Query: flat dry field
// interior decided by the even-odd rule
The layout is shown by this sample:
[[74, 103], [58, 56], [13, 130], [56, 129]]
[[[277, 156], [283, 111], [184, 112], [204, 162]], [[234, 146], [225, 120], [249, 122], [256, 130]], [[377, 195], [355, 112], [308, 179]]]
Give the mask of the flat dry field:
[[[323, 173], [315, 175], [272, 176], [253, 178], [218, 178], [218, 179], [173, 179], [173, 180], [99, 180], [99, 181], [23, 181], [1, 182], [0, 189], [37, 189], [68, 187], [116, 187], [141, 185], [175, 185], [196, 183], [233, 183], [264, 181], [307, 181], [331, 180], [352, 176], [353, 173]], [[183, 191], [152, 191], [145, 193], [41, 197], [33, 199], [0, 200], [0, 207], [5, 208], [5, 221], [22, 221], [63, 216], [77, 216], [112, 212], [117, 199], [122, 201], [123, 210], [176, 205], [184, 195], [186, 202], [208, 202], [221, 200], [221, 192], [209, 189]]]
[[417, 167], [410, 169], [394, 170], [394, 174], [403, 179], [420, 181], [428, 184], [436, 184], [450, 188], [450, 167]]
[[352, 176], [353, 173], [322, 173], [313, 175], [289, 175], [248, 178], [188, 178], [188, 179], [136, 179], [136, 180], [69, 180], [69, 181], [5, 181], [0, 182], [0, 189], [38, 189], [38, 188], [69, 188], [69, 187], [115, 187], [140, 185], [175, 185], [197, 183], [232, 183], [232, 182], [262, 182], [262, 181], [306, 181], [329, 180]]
◆ ◆ ◆ ◆ ◆ ◆ ◆
Reproduce the full listing word for word.

Query: flat dry field
// interior decided by the even-odd rule
The layout is shown by this sample:
[[74, 103], [58, 56], [13, 130], [56, 129]]
[[[277, 156], [283, 111], [184, 112], [204, 162]], [[234, 146], [225, 120], [249, 122], [256, 130]], [[377, 195], [355, 112], [308, 179]]]
Give the mask of the flat dry field:
[[[323, 173], [315, 175], [272, 176], [253, 178], [218, 178], [218, 179], [173, 179], [173, 180], [99, 180], [99, 181], [23, 181], [1, 182], [0, 189], [37, 189], [68, 187], [116, 187], [141, 185], [175, 185], [196, 183], [233, 183], [264, 181], [307, 181], [331, 180], [352, 176], [353, 173]], [[183, 191], [152, 191], [145, 193], [41, 197], [33, 199], [0, 200], [0, 207], [5, 208], [5, 221], [22, 221], [63, 216], [77, 216], [112, 212], [117, 199], [122, 201], [123, 210], [176, 205], [184, 195], [186, 202], [208, 202], [221, 200], [221, 192], [209, 189]]]
[[417, 167], [410, 169], [394, 170], [394, 174], [403, 179], [420, 181], [428, 184], [436, 184], [450, 188], [450, 167]]
[[352, 176], [353, 173], [322, 173], [313, 175], [289, 175], [248, 178], [188, 178], [188, 179], [136, 179], [136, 180], [69, 180], [69, 181], [5, 181], [0, 182], [0, 189], [38, 189], [38, 188], [69, 188], [69, 187], [115, 187], [140, 185], [175, 185], [197, 183], [232, 183], [232, 182], [262, 182], [262, 181], [306, 181], [329, 180]]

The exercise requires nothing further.